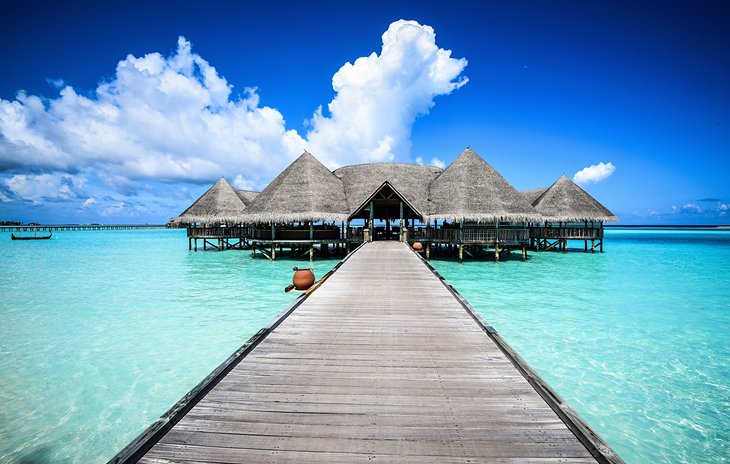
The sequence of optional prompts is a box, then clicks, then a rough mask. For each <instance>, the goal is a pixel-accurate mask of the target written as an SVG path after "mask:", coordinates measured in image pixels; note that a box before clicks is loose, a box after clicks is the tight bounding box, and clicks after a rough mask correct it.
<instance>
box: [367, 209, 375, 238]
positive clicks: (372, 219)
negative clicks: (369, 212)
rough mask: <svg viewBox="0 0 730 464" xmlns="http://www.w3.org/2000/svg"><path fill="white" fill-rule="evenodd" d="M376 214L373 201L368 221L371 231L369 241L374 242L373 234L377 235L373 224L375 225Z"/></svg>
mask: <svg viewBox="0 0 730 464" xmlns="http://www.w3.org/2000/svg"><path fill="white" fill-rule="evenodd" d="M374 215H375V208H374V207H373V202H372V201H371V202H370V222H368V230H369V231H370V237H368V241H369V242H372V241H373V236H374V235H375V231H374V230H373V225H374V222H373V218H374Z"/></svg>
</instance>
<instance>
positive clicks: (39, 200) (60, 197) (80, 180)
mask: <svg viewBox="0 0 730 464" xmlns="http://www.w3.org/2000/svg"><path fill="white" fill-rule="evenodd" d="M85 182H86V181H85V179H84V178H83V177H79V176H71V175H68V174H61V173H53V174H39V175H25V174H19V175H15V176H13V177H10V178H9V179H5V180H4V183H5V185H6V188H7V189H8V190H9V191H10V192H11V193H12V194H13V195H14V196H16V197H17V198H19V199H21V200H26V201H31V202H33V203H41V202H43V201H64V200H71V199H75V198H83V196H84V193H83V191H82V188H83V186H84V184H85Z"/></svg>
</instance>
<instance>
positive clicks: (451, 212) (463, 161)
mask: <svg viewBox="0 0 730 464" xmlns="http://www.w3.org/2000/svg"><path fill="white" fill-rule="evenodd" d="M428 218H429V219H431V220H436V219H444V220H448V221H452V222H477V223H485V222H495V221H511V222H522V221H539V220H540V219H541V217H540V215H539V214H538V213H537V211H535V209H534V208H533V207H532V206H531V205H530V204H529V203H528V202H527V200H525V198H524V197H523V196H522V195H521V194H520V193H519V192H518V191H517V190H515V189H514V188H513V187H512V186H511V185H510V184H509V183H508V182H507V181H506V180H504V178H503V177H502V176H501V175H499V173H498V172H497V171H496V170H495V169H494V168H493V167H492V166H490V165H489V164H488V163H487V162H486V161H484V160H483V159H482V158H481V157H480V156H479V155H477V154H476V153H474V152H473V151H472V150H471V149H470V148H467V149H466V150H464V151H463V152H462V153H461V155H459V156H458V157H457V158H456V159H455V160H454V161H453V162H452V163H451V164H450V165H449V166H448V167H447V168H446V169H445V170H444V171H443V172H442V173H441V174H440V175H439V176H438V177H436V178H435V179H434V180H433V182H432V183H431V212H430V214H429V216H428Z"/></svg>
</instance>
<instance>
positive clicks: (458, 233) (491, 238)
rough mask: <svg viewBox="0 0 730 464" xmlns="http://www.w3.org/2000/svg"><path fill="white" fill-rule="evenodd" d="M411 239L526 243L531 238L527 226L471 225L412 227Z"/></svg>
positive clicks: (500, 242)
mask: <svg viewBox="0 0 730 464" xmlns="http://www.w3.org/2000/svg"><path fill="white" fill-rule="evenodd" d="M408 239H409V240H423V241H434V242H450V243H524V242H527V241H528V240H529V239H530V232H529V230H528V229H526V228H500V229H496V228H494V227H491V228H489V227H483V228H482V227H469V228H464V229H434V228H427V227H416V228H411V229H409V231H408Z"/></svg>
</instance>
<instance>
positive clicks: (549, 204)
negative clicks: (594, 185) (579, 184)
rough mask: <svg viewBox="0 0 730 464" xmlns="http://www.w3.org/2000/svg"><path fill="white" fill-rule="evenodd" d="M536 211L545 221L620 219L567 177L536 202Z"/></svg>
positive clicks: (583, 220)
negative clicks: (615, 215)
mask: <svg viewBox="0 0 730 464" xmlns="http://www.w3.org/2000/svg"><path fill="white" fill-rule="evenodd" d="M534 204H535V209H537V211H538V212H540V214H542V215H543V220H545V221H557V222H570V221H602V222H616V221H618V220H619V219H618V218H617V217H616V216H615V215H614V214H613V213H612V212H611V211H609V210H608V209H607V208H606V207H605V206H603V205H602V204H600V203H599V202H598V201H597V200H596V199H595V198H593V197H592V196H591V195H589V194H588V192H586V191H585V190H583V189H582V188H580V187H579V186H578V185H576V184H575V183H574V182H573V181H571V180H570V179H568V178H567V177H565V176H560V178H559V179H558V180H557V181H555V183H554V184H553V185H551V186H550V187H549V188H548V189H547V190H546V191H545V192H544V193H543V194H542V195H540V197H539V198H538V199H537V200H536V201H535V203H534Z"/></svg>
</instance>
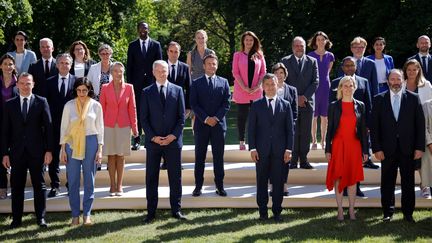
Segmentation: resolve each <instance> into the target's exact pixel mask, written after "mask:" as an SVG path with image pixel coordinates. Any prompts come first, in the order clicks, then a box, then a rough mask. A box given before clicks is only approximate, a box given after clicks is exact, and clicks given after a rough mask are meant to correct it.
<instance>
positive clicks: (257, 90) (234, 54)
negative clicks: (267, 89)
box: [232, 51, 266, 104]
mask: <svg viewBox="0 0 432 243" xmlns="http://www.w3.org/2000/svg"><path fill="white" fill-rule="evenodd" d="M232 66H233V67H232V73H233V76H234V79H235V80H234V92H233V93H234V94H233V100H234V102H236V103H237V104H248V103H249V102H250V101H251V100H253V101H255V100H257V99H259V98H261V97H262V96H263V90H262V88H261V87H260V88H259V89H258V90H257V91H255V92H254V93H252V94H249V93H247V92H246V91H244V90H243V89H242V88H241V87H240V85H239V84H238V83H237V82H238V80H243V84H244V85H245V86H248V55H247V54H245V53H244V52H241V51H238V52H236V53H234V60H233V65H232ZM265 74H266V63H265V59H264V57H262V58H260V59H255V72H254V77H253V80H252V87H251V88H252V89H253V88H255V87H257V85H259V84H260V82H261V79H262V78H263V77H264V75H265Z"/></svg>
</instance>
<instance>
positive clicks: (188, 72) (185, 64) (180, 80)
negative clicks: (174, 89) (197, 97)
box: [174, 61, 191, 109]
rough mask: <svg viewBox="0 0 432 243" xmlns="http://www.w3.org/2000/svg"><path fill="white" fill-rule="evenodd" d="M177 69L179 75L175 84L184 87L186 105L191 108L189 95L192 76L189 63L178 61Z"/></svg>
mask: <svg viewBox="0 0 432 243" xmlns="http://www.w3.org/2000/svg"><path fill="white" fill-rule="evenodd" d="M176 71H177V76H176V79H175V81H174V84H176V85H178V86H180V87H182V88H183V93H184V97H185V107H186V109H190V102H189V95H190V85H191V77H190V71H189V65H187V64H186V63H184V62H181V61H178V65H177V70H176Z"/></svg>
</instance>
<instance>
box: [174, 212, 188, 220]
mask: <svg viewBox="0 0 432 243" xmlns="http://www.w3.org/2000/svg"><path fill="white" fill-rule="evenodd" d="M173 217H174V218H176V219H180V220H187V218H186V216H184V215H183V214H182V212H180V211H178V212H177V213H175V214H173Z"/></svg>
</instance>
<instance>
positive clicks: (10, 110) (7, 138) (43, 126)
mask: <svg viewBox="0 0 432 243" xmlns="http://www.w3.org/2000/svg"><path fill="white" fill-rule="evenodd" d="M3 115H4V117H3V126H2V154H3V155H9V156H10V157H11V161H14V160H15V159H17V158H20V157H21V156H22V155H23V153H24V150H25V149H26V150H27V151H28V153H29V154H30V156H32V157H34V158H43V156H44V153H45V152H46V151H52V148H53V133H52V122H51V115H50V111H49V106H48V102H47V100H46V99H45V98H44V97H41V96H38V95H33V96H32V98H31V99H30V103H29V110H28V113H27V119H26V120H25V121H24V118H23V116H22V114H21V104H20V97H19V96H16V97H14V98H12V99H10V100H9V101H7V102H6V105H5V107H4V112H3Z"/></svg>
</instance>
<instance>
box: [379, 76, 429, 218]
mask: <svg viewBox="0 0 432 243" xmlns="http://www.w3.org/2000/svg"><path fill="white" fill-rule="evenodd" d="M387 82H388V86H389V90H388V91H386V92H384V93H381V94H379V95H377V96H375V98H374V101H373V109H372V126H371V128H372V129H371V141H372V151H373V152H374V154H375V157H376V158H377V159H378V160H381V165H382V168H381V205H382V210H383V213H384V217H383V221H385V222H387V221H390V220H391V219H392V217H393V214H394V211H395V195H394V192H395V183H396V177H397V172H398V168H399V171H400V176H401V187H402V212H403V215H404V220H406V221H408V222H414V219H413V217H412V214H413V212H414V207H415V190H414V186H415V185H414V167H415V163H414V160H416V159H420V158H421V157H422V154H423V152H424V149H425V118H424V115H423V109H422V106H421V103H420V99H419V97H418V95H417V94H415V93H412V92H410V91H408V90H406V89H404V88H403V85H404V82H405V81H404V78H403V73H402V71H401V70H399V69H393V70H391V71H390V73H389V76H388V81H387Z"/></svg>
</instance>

Work task —
Please count the lines of the data above that contain the word "each", and reply with that number alone.

Task result —
2